→ Metinden Alıntı
========================================

Hint-Pasifik Bölgesinin “Yeni Yıldızı” QUAD: Zayıflıklar, Fırsatlar, Tehditler ve Avantajlar

Paylaş

İkinci Dünya Savaşı’ndan sonra kurulan Atlantik düzeninin gücü, günümüzde daha önce test edilmediği kadar ciddi bir meydan okumayla karşı karşıyadır. 1980’li yıllarda başlattığı ekonomik ve kültürel reformlarla Çin, ihracata dayalı ekonomisi ve ucuz iş gücüyle uluslararası sistemin dikkatini Asya’ya çekmeyi başarmıştır. Çin’in yükselişinin ilk adımları Batı ittifakı içinde yer almasıyla başlamış ve 2012 yılına kadar devam etmiştir. 2012 yılında Çin Komünist Partisi’nin başına geçen Şi Jinping, seleflerinin izlediği “niyetini gizle” politikasının yerine “Çin Rüyası” stratejisi dahilinde ülkesini yeniden ayağa kaldıracak politikalar uygulamıştır.[1] Bu sebeple “Kuşak-Yol Projesi”, “Asya Altyapı Yatırım Bankası”, “Made in China 2025” ve “Military-Civil Fusion” gibi projeler ortaya çıkmıştır.

Çin’in uluslararası siteme entegre olmasını uzun bir süre destekleyen Amerika Birleşik Devletleri (ABD), Pekin’in artan gücüne paralel olarak yeni politikalar geliştirmektedir. Barack Obama’nın ABD Başkanı seçilmesi ve Asya’ya yönelik ekonomik ve diplomatik hamlesinin ardından gelen Donald Trump’ın söz konusu hamleleri güvenlik alanına taşıması, bölge dinamiklerini etkilemiş ve yeni güvenlik algılamalarının oluşmasına neden olmuştur.

========================================

→ Alıştırmalar
**A)** Metne göre 2012 yılında Çin Komünist Partisi'nin başına kim geçmiştir?
**B)** Metinde "İkinci Dünya Savaşı’ndan" ifadesinden başlayıp "projeler ortaya çıkmıştır." ifadesi de dahil olmak üzere o ifadeye kadar uzanan kısmı olduğu gibi yazınız.

→ Mevcut Veriler
========================================

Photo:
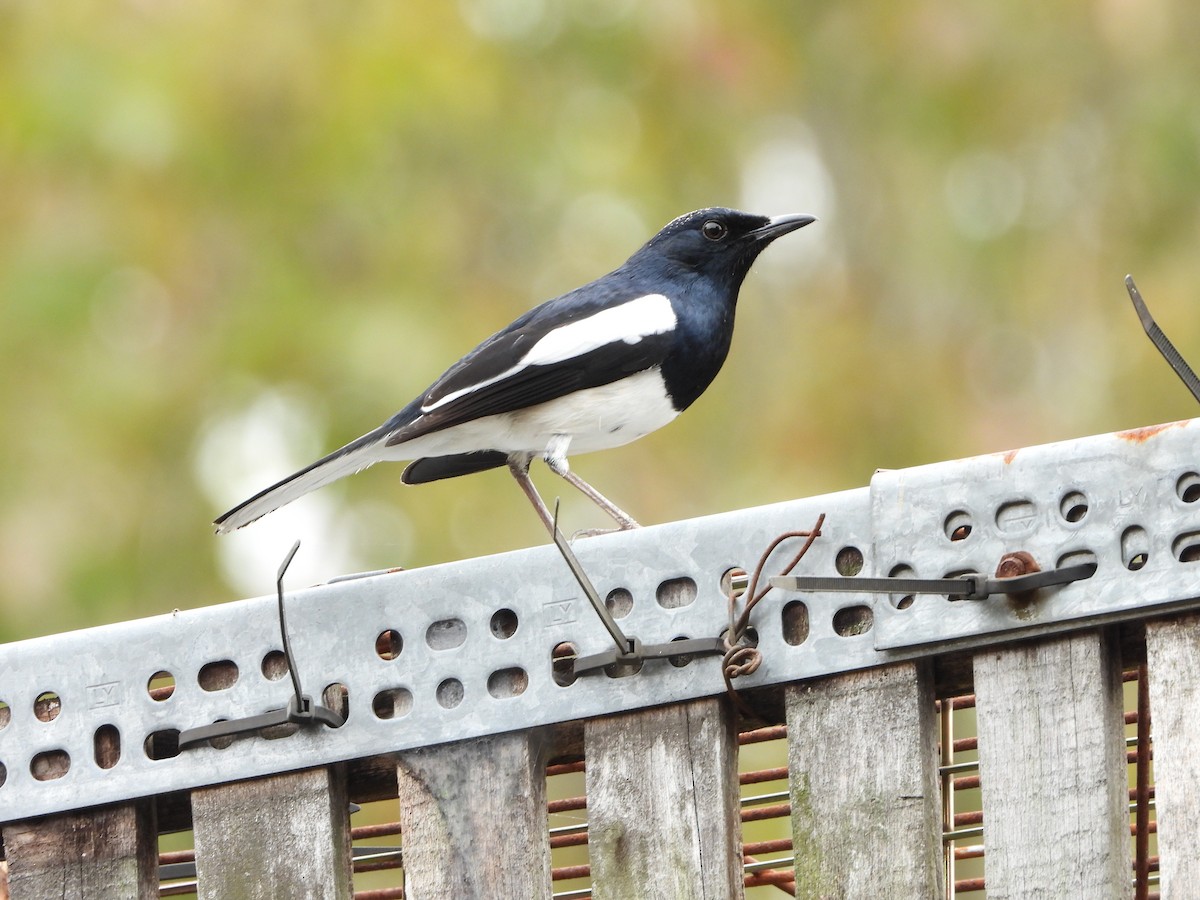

========================================

→ Sırayla Cevaplar
**A)** Şi Jinping

**B)**
İkinci Dünya Savaşı’ndan sonra kurulan Atlantik düzeninin gücü, günümüzde daha önce test edilmediği kadar ciddi bir meydan okumayla karşı karşıyadır. 1980’li yıllarda başlattığı ekonomik ve kültürel reformlarla Çin, ihracata dayalı ekonomisi ve ucuz iş gücüyle uluslararası sistemin dikkatini Asya’ya çekmeyi başarmıştır. Çin’in yükselişinin ilk adımları Batı ittifakı içinde yer almasıyla başlamış ve 2012 yılına kadar devam etmiştir. 2012 yılında Çin Komünist Partisi’nin başına geçen Şi Jinping, seleflerinin izlediği “niyetini gizle” politikasının yerine “Çin Rüyası” stratejisi dahilinde ülkesini yeniden ayağa kaldıracak politikalar uygulamıştır.[1] Bu sebeple “Kuşak-Yol Projesi”, “Asya Altyapı Yatırım Bankası”, “Made in China 2025” ve “Military-Civil Fusion” gibi projeler ortaya çıkmıştır.